Answer these three questions from the ink jet recording passage, numbering each answer to match.
1. Under claim 7, the set period is set to correspond to what?
2. How long must the set period be when the ink does not dry easily or does not permeate the sheet easily?
3. What does FIG. 5 show?

_Document passage_.
begin
According to the ink jet recording method of claim 7, in the ink jet recording method of any one of claims 1 to 6, as said set period is set corresponding to the type of ink discharged from said ink jet head, the set period is set appropriately.
Generally speaking, if the ink dries easily or permeates the sheet easily, the ink will be fixed easily on the sheet; if the ink does not dry easily or does not permeate the sheet easily, it will be difficult for the ink to be fixed.
Consequently, if the ink dries easily or permeates the sheet easily, the set period must be short, and if the ink does not dry easily or does not permeate the sheet easily, the set period must be long.
According to the ink jet recording method of this claim 7, because the set period is set appropriately corresponding to the type of ink, at the same time as ink printed on the former sheet is fixed to the extent that it will not adhere to a successive sheet stacked on top of the former sheet at the point in time when the successive sheet slidingly contacts the former sheet, it is possible to prevent delaying of the successive sheet other than that which is necessary, and effective printing of a plurality of sheets is possible.

BRIEF DESCRIPTION OF THE DRAWINGS

FIG. 1 is a rough structural diagram of the main components of one example of an ink jet recording apparatus to which it is possible to apply the embodiment of the ink jet recording method related to the present invention.
FIG. 2 is a block diagram of the main components of the above-mentioned recording apparatus.
FIG. 3 is a flow chart showing a first ink jet recording method related to the present invention.
FIG. 4 is a drawing showing one example of a set period.
FIG. 5 is a flow chart showing another ink jet recording method related to the present invention.
FIG. 6 is a plan view of a sheet.
end
_Data shown_.
begin
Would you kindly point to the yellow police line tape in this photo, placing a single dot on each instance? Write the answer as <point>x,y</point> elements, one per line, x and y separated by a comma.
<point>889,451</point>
end
_Finished answer_.
1. The type of ink discharged from the ink jet head.
2. Long.
3. A flow chart showing another ink jet recording method related to the present invention.